__WORK TO BE COMPLETED__: Reproduce the entries exactly.

__INPUT DATA__:
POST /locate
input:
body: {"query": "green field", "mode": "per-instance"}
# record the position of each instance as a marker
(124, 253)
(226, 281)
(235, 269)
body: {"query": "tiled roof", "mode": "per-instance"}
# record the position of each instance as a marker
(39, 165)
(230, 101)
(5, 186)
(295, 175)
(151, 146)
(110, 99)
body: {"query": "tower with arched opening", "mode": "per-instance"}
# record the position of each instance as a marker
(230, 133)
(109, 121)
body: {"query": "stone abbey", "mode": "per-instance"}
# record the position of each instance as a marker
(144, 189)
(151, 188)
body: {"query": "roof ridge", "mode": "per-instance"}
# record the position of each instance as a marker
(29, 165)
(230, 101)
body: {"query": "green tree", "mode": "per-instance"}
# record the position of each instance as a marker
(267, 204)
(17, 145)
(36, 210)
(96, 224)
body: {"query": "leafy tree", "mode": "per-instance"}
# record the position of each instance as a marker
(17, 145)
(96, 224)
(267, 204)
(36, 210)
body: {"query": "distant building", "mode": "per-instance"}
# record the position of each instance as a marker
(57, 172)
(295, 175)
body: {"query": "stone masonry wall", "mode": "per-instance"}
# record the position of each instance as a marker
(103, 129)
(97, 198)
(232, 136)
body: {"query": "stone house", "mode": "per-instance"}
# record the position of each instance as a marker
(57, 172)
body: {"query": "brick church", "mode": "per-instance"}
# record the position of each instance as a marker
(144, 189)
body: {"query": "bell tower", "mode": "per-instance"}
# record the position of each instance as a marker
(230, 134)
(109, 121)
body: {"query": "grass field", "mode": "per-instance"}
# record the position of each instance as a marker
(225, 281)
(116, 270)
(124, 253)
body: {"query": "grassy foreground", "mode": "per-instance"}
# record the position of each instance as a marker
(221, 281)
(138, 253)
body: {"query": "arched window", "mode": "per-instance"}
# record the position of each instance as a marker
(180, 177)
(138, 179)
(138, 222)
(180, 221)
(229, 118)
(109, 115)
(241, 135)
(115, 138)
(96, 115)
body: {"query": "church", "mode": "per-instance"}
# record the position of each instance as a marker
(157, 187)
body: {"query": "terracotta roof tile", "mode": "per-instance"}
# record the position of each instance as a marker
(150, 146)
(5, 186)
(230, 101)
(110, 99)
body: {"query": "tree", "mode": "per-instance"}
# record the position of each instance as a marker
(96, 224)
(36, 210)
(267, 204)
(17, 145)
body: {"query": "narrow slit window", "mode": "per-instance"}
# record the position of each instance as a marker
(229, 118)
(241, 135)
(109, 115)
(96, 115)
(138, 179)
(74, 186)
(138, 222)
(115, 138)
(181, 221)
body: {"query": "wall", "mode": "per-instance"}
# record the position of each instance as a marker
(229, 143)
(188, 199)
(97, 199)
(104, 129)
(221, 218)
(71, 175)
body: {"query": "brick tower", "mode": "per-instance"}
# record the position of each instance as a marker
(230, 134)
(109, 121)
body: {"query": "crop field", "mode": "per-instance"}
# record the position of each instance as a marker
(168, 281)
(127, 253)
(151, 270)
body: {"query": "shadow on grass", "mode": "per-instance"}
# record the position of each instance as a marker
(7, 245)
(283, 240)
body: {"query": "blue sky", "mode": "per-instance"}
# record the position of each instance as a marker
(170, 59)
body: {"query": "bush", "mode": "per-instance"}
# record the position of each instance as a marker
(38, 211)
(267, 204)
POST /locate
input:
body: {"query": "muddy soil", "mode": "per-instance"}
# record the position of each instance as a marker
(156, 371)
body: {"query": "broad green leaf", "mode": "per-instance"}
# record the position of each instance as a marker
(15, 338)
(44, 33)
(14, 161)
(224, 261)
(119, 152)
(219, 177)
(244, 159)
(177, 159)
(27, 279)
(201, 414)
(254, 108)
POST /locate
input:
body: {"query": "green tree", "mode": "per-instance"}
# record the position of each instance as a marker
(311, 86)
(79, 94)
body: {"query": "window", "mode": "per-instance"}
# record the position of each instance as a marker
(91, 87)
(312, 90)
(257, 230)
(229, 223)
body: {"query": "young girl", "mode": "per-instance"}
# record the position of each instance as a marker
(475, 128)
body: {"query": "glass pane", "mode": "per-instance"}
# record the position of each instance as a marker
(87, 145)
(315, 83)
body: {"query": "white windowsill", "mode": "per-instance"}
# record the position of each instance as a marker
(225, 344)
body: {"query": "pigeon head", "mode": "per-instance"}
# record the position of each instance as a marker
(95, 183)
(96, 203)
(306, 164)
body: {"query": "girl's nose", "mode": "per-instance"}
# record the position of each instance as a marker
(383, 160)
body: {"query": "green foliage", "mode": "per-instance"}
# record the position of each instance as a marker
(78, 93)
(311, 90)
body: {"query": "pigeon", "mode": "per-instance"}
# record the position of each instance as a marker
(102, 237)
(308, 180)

__RESULT OF THE EXERCISE__:
POST /locate
input:
body: {"query": "green field", "mode": "per-instance"}
# record the position of each instance as a marker
(124, 253)
(226, 281)
(235, 269)
body: {"query": "tiled roof", "mode": "per-instance"}
# record the position of each instance as a marker
(39, 165)
(230, 101)
(5, 186)
(295, 175)
(151, 146)
(110, 99)
body: {"query": "tower with arched opening", "mode": "per-instance"}
# record the position of each instance as a marker
(230, 133)
(109, 121)
body: {"query": "stone abbey", "mode": "per-instance"}
# record the position of each instance as a marker
(144, 189)
(151, 188)
body: {"query": "roof ridge", "mode": "per-instance"}
# record the position of each instance as a marker
(29, 165)
(230, 101)
body: {"query": "green tree", "mode": "per-instance"}
# record the position of each instance as a marker
(267, 204)
(17, 145)
(36, 210)
(96, 224)
body: {"query": "leafy tree", "mode": "per-instance"}
# record the position of each instance as a marker
(17, 145)
(96, 224)
(267, 204)
(36, 210)
body: {"query": "distant building", "mode": "per-instance"}
# record the position of each instance as a marker
(57, 172)
(295, 175)
body: {"query": "stone masonry wall", "mode": "per-instance"}
# record the position of each instance as a marker
(103, 129)
(97, 198)
(232, 136)
body: {"query": "stone house", "mode": "per-instance"}
# record the position of each instance as a marker
(57, 172)
body: {"query": "brick church", "mode": "per-instance"}
# record the position of each instance as a marker
(144, 189)
body: {"query": "bell tower", "mode": "per-instance"}
# record the position of each instance as a marker
(230, 134)
(109, 121)
body: {"query": "grass field", "mode": "per-instance"}
# record the position of each instance as a marker
(225, 281)
(116, 270)
(124, 253)
body: {"query": "grassy foreground", "mode": "per-instance"}
# record the position of each instance as a marker
(221, 281)
(138, 253)
body: {"query": "arched window", "mode": "per-instance"}
# record the position of each instance as a marker
(180, 177)
(138, 179)
(138, 222)
(180, 221)
(229, 118)
(109, 115)
(241, 135)
(115, 138)
(96, 115)
body: {"query": "church", "mode": "per-instance"}
# record the position of each instance as a marker
(157, 187)
body: {"query": "terracotta roof tile", "mode": "per-instance"}
# record the position of each instance as a marker
(150, 146)
(5, 186)
(230, 101)
(110, 99)
body: {"query": "tree", "mode": "per-instance"}
# record the position of each instance as a marker
(96, 224)
(36, 210)
(267, 204)
(17, 145)
body: {"query": "narrow slit window", "mode": "per-instance"}
# record the position of each instance as a marker
(229, 118)
(241, 135)
(109, 115)
(96, 115)
(138, 179)
(74, 186)
(138, 222)
(115, 138)
(181, 221)
body: {"query": "wall", "mode": "per-instance"}
# record the position of each instance as a marker
(229, 143)
(188, 199)
(97, 199)
(104, 129)
(221, 218)
(71, 175)
body: {"query": "brick tower", "mode": "per-instance"}
# record the position of each instance as a marker
(230, 134)
(109, 121)
body: {"query": "crop field", "mode": "per-instance"}
# record the position of each instance as a marker
(168, 281)
(127, 253)
(151, 270)
body: {"query": "shadow on grass", "mode": "per-instance"}
# record the position of each instance as a marker
(7, 245)
(283, 240)
body: {"query": "blue sky", "mode": "per-instance"}
# record the position of each instance as a marker
(170, 59)
body: {"query": "bush", "mode": "per-instance"}
# record the position of each instance as a marker
(38, 211)
(267, 204)
POST /locate
input:
body: {"query": "muddy soil", "mode": "per-instance"}
# record the position of each instance as a marker
(156, 371)
body: {"query": "broad green leaf", "mode": "per-instance"}
# record the position of each instance as a marker
(15, 338)
(44, 33)
(14, 161)
(224, 261)
(119, 152)
(219, 177)
(244, 159)
(177, 159)
(27, 279)
(201, 414)
(254, 108)
POST /locate
input:
body: {"query": "green tree", "mode": "per-instance"}
# record the position of each instance as a marker
(311, 86)
(79, 94)
body: {"query": "window", "mode": "per-instance"}
# record the position of each instance as a marker
(91, 87)
(312, 90)
(257, 230)
(229, 223)
body: {"query": "young girl", "mode": "per-instance"}
# record the position of each instance as a marker
(475, 128)
body: {"query": "glass pane", "mode": "per-instance"}
# record the position of each instance as a marker
(87, 145)
(315, 83)
body: {"query": "white windowsill", "mode": "per-instance"}
# record the position of each instance as a marker
(225, 344)
body: {"query": "pigeon head", "mode": "per-instance"}
# record the position of each instance as a marker
(95, 183)
(96, 203)
(306, 164)
body: {"query": "girl's nose", "mode": "per-instance"}
# record the position of each instance as a marker
(383, 160)
body: {"query": "green foliage", "mode": "per-instance"}
# record the position of each instance as a marker
(78, 93)
(311, 90)
body: {"query": "pigeon", "mode": "per-instance"}
# record the position of each instance as a marker
(102, 237)
(308, 180)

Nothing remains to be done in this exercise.